● EXERCISE DATA:
■ ■ ■

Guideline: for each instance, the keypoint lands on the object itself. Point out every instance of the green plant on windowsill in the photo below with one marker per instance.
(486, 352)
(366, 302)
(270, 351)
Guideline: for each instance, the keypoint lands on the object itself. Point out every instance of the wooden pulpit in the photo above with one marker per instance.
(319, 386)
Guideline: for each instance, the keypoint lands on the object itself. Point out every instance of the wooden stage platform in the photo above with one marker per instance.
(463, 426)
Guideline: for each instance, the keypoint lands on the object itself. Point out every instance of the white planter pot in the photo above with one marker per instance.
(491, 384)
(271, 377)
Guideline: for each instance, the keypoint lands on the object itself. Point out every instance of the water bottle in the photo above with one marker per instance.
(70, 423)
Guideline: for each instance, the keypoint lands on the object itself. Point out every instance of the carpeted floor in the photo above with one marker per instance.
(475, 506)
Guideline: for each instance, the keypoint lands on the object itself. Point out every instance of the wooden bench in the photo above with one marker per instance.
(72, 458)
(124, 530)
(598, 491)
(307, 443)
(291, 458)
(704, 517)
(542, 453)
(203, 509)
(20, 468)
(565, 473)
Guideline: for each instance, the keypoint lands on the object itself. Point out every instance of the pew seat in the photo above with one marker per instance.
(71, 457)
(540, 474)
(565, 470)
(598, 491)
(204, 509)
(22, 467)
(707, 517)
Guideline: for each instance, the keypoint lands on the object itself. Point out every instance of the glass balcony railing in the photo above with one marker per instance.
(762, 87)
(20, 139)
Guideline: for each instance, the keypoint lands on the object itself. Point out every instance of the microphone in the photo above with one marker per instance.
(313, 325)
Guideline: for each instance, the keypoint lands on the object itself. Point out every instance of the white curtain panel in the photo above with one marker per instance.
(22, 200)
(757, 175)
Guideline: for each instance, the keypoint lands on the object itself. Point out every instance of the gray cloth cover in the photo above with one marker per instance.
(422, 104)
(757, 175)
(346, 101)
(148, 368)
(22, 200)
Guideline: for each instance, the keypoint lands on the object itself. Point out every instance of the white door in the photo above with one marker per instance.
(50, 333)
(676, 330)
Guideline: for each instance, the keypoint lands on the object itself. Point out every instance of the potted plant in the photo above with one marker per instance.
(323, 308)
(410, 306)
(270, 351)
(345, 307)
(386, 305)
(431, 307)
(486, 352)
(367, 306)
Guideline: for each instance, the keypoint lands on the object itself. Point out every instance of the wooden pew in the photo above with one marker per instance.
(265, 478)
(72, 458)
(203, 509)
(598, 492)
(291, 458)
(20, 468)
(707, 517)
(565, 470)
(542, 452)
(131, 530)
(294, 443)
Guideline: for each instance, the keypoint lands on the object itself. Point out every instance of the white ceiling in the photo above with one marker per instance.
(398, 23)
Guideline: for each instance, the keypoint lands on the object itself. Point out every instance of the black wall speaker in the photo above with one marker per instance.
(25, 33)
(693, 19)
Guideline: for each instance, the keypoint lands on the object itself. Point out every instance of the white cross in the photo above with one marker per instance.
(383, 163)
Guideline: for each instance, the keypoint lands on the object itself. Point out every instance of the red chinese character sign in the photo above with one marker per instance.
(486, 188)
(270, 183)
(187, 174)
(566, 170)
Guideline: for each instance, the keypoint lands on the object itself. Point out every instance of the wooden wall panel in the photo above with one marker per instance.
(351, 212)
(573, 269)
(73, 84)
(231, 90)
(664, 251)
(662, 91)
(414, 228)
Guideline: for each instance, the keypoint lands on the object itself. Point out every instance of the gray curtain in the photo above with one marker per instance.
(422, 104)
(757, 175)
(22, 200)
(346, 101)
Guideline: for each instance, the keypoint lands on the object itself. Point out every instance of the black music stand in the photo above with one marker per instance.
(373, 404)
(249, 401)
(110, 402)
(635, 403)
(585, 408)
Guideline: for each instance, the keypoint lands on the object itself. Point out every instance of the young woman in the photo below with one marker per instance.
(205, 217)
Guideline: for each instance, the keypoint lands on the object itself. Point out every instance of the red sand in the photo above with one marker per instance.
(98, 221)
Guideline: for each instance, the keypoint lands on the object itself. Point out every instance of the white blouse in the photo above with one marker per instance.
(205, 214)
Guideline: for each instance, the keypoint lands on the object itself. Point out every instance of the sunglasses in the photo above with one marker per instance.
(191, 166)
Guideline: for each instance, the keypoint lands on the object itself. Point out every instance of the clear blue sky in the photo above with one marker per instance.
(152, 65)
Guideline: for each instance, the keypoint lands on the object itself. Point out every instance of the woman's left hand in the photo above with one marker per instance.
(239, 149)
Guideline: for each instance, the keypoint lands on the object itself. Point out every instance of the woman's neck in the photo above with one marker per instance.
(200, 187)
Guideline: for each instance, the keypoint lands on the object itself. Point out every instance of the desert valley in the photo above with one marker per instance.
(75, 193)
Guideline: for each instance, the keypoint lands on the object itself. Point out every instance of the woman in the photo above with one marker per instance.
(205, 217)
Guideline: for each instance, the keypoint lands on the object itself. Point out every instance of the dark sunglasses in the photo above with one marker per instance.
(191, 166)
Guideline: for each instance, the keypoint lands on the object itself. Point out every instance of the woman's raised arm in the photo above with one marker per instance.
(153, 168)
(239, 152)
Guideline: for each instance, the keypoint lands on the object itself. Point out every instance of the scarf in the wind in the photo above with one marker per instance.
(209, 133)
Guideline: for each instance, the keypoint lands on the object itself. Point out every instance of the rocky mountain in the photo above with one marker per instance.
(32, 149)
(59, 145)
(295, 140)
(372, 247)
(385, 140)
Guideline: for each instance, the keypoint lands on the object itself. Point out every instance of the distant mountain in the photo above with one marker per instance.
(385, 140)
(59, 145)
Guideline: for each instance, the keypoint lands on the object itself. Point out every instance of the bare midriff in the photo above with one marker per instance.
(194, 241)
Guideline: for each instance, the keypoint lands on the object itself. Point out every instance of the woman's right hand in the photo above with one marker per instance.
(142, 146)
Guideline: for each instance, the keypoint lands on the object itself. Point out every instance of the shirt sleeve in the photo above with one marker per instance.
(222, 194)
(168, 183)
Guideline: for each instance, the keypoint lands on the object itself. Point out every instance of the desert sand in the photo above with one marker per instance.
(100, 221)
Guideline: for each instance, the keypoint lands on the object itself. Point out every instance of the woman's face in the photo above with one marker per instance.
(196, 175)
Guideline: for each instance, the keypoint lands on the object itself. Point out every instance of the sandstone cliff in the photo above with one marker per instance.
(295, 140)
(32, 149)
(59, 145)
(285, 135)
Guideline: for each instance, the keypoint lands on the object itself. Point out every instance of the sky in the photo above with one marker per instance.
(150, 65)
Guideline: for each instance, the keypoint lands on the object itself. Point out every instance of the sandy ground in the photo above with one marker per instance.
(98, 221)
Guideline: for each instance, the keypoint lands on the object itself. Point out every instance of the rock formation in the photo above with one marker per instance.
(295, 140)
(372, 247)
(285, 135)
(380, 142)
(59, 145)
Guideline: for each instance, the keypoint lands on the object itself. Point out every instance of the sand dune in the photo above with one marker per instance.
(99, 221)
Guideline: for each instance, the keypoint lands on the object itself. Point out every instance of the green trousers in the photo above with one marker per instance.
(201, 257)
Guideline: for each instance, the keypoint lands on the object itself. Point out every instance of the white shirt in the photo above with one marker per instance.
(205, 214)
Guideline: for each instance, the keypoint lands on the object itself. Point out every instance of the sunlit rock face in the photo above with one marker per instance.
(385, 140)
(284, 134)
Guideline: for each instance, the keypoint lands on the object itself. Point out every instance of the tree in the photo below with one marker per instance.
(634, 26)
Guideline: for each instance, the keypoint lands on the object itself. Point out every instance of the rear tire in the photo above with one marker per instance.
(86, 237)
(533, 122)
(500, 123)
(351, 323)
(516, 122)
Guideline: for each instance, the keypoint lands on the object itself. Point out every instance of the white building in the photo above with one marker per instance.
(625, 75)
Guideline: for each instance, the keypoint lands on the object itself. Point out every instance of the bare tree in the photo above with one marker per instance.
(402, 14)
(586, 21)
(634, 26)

■ ■ ■

● WHAT IS REQUIRED: Copy out exactly the lines from the line with "the bare tree" to the end of the listing, including both of those lines, and give nothing else.

● ANSWER FOR THIS EXERCISE:
Guideline: for each instance, the keypoint lands on the object itself. Point out every instance of the bare tree in the photo above with one marker per instance.
(402, 14)
(586, 21)
(634, 26)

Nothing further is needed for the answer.